## [EXERCICES PROPOSÉS]
(a) Résumez en deux phrases le texte sur le génome de la vigne.
(b) Modifiez le passage du texte sur le génome de la vigne qui commence aux mots « Le décryptage du » et s'arrête après « scientifique britannique Nature. », en remplaçant « pesticides » par « produits phytosanitaires ».
(c) Répondez aux questions suivantes d'après le texte sur le génome de la vigne :
(i) Quelles plantes ont été séquencées avant la vigne ?
(ii) Quel jour les travaux ont-ils été publiés en ligne ?
(iii) Qui dirige le Génoscope ?

## [EXTRAIT CHOISI]
────────────────────

Le décryptage du génome de la vigne – une variété dérivée du pinot noir – devrait faciliter l'étude des gènes intervenant dans l'arôme des vins et l'introduction de cépages résistant aux maladies afin de réduire l'usage de pesticides, selon des travaux publiés dimanche en ligne par la revue scientifique britannique Nature.
Quatrième plante séquencée après l'arabette, le riz et le peuplier, Vitis vinifera a été choisie parce qu'elle occupe une place importante dans l'héritage culturel de l'humanité, souligne le Consortium public franco-italien pour la caractérisation du génome de la vigne, dans cet article.
Le choix du pinot noir n'a pas été fait en fonction du cépage, mais parce que, pour cette variété, «nous disposions d'une lignée autofécondée sur un grand nombre de générations», c'est-à-dire quasi pure, «avec un génome quasi homozygote, ce qui facilite considérablement l'assemblage des séquences», a expliqué Jean Weissenbach, directeur du Génoscope, le centre national de séquençage (Evry, région parisienne).

────────────────────

[Entrées de données enregistrées]
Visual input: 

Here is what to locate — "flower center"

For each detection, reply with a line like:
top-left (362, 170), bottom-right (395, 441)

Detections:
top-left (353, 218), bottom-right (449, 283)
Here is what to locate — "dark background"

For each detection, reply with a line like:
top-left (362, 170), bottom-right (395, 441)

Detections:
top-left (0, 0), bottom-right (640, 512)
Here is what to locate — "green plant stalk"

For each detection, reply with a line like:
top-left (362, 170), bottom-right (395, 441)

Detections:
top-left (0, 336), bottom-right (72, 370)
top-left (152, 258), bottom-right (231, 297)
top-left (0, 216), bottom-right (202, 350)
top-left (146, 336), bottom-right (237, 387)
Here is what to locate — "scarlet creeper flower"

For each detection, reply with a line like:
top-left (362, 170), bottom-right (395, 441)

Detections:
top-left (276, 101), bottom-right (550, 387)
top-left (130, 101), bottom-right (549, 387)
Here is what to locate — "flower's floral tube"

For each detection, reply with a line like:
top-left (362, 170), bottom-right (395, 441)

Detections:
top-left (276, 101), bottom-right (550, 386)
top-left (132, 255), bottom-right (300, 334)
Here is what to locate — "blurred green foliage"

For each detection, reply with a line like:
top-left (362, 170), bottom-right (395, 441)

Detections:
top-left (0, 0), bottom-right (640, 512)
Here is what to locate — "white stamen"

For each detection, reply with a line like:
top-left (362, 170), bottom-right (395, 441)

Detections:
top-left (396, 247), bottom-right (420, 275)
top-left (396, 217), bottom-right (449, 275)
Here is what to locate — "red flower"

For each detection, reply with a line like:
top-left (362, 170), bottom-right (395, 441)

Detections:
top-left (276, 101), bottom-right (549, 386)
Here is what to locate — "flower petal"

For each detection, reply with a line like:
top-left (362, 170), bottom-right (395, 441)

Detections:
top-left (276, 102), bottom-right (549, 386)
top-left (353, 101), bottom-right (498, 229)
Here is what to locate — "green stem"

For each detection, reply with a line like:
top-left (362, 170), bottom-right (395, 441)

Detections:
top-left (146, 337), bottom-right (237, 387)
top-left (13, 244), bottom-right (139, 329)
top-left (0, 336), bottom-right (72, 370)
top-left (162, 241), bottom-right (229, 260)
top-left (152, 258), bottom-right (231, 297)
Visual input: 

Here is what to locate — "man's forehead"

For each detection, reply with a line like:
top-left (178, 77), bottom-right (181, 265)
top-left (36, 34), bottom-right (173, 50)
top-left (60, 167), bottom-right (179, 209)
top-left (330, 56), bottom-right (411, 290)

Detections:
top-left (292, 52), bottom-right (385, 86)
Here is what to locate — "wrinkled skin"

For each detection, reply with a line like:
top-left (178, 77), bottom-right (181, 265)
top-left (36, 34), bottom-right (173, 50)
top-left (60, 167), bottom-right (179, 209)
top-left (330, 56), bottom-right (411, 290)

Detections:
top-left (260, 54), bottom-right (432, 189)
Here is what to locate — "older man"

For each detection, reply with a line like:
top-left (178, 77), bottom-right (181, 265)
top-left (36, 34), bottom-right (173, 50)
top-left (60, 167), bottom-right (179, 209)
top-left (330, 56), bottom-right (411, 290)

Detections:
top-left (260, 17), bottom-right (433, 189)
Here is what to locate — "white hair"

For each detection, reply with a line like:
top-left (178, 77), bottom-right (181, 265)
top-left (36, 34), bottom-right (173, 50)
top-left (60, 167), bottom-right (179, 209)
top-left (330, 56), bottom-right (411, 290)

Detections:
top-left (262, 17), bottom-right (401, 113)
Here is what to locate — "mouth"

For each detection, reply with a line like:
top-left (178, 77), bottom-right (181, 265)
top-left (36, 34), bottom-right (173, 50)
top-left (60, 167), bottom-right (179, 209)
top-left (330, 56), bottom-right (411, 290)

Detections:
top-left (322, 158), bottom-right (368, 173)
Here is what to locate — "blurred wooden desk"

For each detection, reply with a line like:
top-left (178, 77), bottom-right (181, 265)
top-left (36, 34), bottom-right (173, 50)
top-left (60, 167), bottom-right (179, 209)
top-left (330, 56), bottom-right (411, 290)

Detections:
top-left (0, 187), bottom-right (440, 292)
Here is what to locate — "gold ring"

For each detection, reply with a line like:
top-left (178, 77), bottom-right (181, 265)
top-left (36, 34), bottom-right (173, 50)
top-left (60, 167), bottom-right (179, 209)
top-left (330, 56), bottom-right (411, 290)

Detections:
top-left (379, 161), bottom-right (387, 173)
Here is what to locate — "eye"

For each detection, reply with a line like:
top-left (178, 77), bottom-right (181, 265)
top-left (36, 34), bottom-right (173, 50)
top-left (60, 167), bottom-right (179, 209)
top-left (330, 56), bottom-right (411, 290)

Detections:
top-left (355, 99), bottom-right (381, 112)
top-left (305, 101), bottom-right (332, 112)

────────────────────

## [CORRIGÉS DES EXERCICES]
(a) Selon des travaux publiés en ligne dans la revue Nature, le décryptage du génome de la vigne, une variété dérivée du pinot noir, devrait faciliter l'étude des gènes liés à l'arôme des vins et l'introduction de cépages résistant aux maladies afin de réduire l'usage de pesticides. Le pinot noir a été retenu non pour son cépage, mais parce qu'on disposait d'une lignée autofécondée au génome quasi homozygote, ce qui facilite l'assemblage des séquences.

(b)
Le décryptage du génome de la vigne – une variété dérivée du pinot noir – devrait faciliter l'étude des gènes intervenant dans l'arôme des vins et l'introduction de cépages résistant aux maladies afin de réduire l'usage de produits phytosanitaires, selon des travaux publiés dimanche en ligne par la revue scientifique britannique Nature.

(c)
(i) L'arabette, le riz et le peuplier.
(ii) Dimanche.
(iii) Jean Weissenbach.